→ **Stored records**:

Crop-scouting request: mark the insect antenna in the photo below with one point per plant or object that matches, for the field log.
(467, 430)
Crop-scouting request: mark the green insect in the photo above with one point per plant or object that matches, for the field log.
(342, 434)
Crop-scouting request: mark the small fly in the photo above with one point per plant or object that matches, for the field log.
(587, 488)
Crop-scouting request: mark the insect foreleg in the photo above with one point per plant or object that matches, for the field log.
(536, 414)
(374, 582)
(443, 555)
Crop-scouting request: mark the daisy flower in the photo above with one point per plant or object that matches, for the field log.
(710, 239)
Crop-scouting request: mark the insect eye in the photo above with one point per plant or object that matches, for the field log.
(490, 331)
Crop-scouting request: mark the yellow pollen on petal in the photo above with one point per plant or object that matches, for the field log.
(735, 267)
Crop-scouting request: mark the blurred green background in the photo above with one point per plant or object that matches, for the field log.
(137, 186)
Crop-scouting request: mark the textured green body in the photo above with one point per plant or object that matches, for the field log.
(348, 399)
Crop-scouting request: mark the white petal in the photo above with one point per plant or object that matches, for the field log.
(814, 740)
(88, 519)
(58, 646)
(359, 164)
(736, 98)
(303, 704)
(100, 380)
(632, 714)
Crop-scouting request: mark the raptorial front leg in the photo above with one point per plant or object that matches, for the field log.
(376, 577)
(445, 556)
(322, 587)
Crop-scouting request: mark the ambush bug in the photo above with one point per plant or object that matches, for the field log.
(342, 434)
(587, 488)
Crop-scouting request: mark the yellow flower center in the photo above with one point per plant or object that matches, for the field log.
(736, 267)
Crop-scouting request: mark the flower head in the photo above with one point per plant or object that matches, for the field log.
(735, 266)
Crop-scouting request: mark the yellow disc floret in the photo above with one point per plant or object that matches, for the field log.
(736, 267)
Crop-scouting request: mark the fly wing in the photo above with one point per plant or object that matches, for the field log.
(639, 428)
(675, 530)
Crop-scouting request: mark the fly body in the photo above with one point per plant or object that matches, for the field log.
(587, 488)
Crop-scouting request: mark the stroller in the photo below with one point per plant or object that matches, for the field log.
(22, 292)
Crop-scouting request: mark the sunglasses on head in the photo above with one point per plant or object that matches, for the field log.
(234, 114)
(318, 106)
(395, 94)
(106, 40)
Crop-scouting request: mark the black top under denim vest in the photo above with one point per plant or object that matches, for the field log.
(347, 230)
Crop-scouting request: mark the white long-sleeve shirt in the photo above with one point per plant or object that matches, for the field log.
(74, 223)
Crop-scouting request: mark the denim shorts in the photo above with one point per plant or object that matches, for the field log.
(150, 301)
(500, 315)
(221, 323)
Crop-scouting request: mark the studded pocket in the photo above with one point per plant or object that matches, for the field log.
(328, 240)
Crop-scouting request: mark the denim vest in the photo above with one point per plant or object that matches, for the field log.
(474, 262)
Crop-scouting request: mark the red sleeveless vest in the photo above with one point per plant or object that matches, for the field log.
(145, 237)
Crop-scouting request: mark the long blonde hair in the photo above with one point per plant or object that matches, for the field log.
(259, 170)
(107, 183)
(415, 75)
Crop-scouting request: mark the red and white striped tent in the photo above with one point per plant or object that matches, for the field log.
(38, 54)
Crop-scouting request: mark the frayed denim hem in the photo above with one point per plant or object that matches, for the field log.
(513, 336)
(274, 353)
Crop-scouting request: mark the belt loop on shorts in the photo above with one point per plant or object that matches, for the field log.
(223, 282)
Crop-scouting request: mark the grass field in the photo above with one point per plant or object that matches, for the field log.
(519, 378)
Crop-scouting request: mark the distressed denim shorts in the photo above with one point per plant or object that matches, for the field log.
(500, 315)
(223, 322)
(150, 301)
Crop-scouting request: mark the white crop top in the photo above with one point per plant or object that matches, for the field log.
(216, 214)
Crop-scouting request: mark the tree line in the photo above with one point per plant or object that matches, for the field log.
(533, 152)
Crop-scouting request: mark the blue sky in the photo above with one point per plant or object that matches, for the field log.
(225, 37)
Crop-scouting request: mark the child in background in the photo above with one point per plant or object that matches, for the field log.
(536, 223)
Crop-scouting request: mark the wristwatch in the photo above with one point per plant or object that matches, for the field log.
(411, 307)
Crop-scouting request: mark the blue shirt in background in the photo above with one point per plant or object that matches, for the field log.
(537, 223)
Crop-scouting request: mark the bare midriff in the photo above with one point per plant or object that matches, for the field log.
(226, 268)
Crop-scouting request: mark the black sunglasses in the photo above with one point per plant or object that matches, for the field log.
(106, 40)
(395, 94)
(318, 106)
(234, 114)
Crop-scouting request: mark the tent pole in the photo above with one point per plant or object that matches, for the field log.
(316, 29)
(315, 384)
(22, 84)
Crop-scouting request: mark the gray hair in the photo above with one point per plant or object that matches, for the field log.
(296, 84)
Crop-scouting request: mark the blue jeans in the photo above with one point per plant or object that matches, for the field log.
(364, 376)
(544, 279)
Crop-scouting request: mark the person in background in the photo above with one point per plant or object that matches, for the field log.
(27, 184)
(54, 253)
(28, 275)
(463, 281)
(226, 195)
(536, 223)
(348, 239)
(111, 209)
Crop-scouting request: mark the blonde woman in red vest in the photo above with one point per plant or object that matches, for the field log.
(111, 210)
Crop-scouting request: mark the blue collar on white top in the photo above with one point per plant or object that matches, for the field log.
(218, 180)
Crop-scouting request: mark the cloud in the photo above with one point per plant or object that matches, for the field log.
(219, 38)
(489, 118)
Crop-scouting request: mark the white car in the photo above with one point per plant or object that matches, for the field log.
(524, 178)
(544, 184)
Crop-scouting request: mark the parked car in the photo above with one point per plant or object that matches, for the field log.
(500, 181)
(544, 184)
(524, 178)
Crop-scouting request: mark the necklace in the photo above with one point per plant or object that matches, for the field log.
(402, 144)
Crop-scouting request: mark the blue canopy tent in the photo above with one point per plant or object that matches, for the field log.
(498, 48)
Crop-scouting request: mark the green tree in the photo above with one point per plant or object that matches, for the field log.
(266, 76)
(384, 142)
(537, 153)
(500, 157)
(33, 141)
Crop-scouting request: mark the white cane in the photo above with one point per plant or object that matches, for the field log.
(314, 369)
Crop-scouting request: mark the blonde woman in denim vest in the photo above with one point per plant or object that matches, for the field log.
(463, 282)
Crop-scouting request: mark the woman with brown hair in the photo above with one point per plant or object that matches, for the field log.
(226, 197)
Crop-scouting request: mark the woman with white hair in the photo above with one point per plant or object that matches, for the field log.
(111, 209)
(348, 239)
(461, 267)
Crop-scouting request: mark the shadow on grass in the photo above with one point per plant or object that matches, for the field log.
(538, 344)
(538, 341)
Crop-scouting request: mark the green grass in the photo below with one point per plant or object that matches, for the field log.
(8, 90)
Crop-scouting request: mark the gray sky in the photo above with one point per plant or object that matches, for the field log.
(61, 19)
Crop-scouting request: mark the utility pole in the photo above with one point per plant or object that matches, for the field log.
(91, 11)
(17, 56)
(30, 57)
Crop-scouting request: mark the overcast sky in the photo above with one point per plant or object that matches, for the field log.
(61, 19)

→ **What the exercise asks**: What's wanted is each line above, transcribed with nothing altered.

→ **Answer space**:
Crop-scouting request: mark the insect antenna in the photo below with one point per plant or object that matches, for the field log.
(467, 430)
Crop-scouting request: mark the green insect in the photo above with one point per plant or object that matches, for the field log.
(342, 434)
Crop-scouting request: mark the small fly in the photo above with one point per plant or object that matches, for the field log.
(587, 488)
Crop-scouting request: mark the insect foreleg in the photo above with one point per plant or object that matches, for the field log.
(536, 414)
(374, 582)
(443, 555)
Crop-scouting request: mark the daisy flower in the photo above with one point per plant or object that matches, for the field log.
(710, 239)
Crop-scouting request: mark the insect eye in the photo above with one point per plant or object that matches, for the field log.
(490, 331)
Crop-scouting request: mark the yellow pollen on petal in the photo above with one point per plant or object that matches, for the field log.
(735, 267)
Crop-scouting request: mark the blurred green background in the photo above with one point per plant or object that matches, for the field log.
(137, 186)
Crop-scouting request: mark the textured green body in the photo above with one point per plant or object that matches, for the field log.
(348, 399)
Crop-scouting request: mark the white petal in the photo above with one point per plant or object that matches, for the field log.
(814, 740)
(88, 519)
(58, 646)
(359, 164)
(736, 98)
(303, 704)
(100, 380)
(632, 714)
Crop-scouting request: mark the raptorial front leg in the photo above with one point per plant or object that matches, for the field log.
(376, 577)
(445, 556)
(322, 587)
Crop-scouting request: mark the ambush bug in the photo above with one point per plant or object that matches, for the field log.
(342, 434)
(587, 488)
Crop-scouting request: mark the yellow flower center in the photo above with one point per plant or object that matches, for the field log.
(736, 267)
Crop-scouting request: mark the flower head in the photo above with one point per plant or object that matches, for the field log.
(735, 266)
Crop-scouting request: mark the yellow disc floret in the photo above with one point per plant or object that matches, for the field log.
(736, 267)
Crop-scouting request: mark the fly wing in the photo above with one point per plant or object that matches, for the field log.
(639, 428)
(675, 530)
Crop-scouting request: mark the fly body in the photo above with one point per plant or object that matches, for the field log.
(587, 488)
Crop-scouting request: mark the stroller in the photo below with one point per plant or object that matches, for the field log.
(22, 292)
Crop-scouting request: mark the sunglasses on head in the photo above with one point per plant or object that matches, for the field log.
(234, 114)
(318, 106)
(395, 94)
(106, 40)
Crop-scouting request: mark the black top under denim vest in the photo above with one point per plant or object that matches, for the field log.
(347, 230)
Crop-scouting request: mark the white long-sleeve shirt in the photo above with one point per plant or object that matches, for the field log.
(74, 223)
Crop-scouting request: mark the denim shorts in the photo above with one point per plant or object that matches, for the field log.
(150, 301)
(500, 315)
(221, 323)
Crop-scouting request: mark the studded pocket in the photo above with one point per plant or object that matches, for the field log.
(328, 240)
Crop-scouting request: mark the denim vest in the photo above with one point per plant or object that matches, for the field log.
(474, 262)
Crop-scouting request: mark the red sleeveless vest in the photo above with one point per plant or object that matches, for the field log.
(145, 237)
Crop-scouting request: mark the long blonde hair in the photo above with one point per plant or object that matches, for the field log.
(259, 170)
(107, 183)
(415, 75)
Crop-scouting request: mark the red and white striped tent in the photo above with one point per plant or object that matches, for the field log.
(38, 54)
Crop-scouting request: mark the frayed denim hem in the photo above with one point per plant or object that matches, for the field log.
(513, 336)
(274, 353)
Crop-scouting request: mark the belt loop on shorts in the photo above with one point per plant or object that matches, for the field log.
(223, 282)
Crop-scouting request: mark the grass field in the photo above with one point per plant or object that matches, for the field log.
(519, 378)
Crop-scouting request: mark the distressed denim shorts in the photo above with one point per plant or object that matches, for the field log.
(500, 315)
(223, 322)
(150, 301)
Crop-scouting request: mark the white crop top in the photo above with one point per plant or object that matches, for the field log.
(216, 214)
Crop-scouting request: mark the tree line in the photo above with one point per plant or object that matches, for the field log.
(533, 152)
Crop-scouting request: mark the blue sky in the photo above with one point per plant or object that matches, for the field log.
(225, 37)
Crop-scouting request: mark the child in background in the photo above with one point per plant or object that matches, for the field log.
(536, 223)
Crop-scouting request: mark the wristwatch in the photo above with one point per plant or object that matches, for the field log.
(411, 307)
Crop-scouting request: mark the blue shirt in background in the photo above with one point per plant or object that matches, for the field log.
(537, 223)
Crop-scouting request: mark the bare midriff in the photo above with one point per plant or object that matches, for the field log.
(226, 268)
Crop-scouting request: mark the black sunglasses in the photo above with one point per plant or object that matches, for the field log.
(106, 40)
(395, 94)
(318, 106)
(234, 114)
Crop-scouting request: mark the tent pole in the photo above with one point per plant or object that matches, for the field log.
(316, 29)
(315, 384)
(22, 84)
Crop-scouting request: mark the gray hair in the photo above with one point per plant or object that matches, for the field log.
(296, 84)
Crop-scouting request: mark the blue jeans in the photo above with one point per plant or object that matches, for the field log.
(364, 376)
(544, 279)
Crop-scouting request: mark the person in background in the photo above with one point per plant or object that matches, for the field log.
(27, 184)
(54, 253)
(28, 275)
(463, 281)
(226, 195)
(536, 223)
(348, 239)
(111, 209)
Crop-scouting request: mark the blonde woman in red vest in the photo above with one point per plant or object that matches, for the field log.
(111, 210)
Crop-scouting request: mark the blue collar on white top in the photo above with one point per plant or object that matches, for the field log.
(218, 180)
Crop-scouting request: mark the cloud in the photo above with one point per plant or object that matches, for the field log.
(219, 38)
(489, 118)
Crop-scouting request: mark the white car in the photo above with one point per plant or object that matches, for the field log.
(524, 178)
(544, 184)
Crop-scouting request: mark the parked car in the photo above with one point per plant or object that matches, for the field log.
(500, 181)
(544, 184)
(524, 178)
Crop-scouting request: mark the necklace in the photo above with one point per plant or object that matches, for the field log.
(402, 144)
Crop-scouting request: mark the blue canopy tent in the photo above with one point per plant or object that matches, for the field log.
(498, 48)
Crop-scouting request: mark the green tree in the photo above with one point per plant or object that matches, for the field log.
(266, 76)
(384, 142)
(537, 153)
(500, 157)
(33, 141)
Crop-scouting request: mark the white cane in the photo above with one point per plant or object that matches, for the field log.
(314, 369)
Crop-scouting request: mark the blonde woman in denim vest in the photo above with one point per plant or object that matches, for the field log.
(463, 282)
Crop-scouting request: mark the woman with brown hair in the photo above with one point per plant or object that matches, for the field log.
(226, 197)
Crop-scouting request: mark the woman with white hair in the photo above with one point per plant or object that matches, for the field log.
(111, 209)
(348, 239)
(461, 267)
Crop-scouting request: mark the shadow on grass in the photo above with one point per plant or object that matches, for the field log.
(538, 344)
(538, 341)
Crop-scouting request: mark the green grass in the photo below with one point per plant or object that matches, for the field log.
(8, 90)
Crop-scouting request: mark the gray sky in the photo above with one point per plant or object that matches, for the field log.
(61, 19)
Crop-scouting request: mark the utility pole in the photo above with one point per plant or object that matches, for the field log.
(91, 11)
(17, 56)
(30, 57)
Crop-scouting request: mark the overcast sky in the photo above with one point per plant or object that matches, for the field log.
(61, 19)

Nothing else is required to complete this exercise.